>> Begin DATA SHOWN

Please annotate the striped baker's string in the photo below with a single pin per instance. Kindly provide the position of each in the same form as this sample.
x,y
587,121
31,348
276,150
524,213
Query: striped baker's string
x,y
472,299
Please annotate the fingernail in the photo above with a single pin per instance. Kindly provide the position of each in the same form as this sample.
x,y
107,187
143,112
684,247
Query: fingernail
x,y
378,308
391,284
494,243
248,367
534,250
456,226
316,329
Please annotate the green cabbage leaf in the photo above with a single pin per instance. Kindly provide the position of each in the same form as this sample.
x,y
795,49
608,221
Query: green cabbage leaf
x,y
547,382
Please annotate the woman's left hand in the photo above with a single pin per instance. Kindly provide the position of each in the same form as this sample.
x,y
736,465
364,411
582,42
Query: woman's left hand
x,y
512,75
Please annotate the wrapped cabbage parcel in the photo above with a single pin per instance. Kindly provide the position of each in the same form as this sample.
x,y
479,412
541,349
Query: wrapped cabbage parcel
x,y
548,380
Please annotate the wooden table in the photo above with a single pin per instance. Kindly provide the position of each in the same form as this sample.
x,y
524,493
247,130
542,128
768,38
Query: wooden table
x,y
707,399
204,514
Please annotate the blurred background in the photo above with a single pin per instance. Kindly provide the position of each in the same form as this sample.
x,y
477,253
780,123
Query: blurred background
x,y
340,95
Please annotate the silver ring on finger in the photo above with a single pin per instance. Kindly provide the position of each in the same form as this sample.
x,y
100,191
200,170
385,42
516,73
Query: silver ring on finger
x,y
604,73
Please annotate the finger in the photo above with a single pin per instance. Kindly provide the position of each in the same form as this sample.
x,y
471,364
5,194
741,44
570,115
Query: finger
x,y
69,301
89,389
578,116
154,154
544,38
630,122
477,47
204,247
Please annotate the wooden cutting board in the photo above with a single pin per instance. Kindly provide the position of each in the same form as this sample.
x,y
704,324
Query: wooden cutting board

>> End DATA SHOWN

* WHAT IS NEEDED *
Rewrite the material from the line with "Please annotate the finger in" through the end of the material, replacing "wooden cutting board" with "chopping board" and leaving everything else unchanged.

* EXPECTED ANSWER *
Please annotate the finger in the photo above with a single pin per instance. Kindly provide the position of each in the same form as this sample.
x,y
471,364
5,194
741,44
570,115
Query: finger
x,y
69,301
89,389
578,116
154,154
544,38
630,122
477,47
204,247
Please annotate the chopping board in the photo above with a single pin per instance. Kindly provide the position of each in the same form as this sample.
x,y
704,324
Query: chopping board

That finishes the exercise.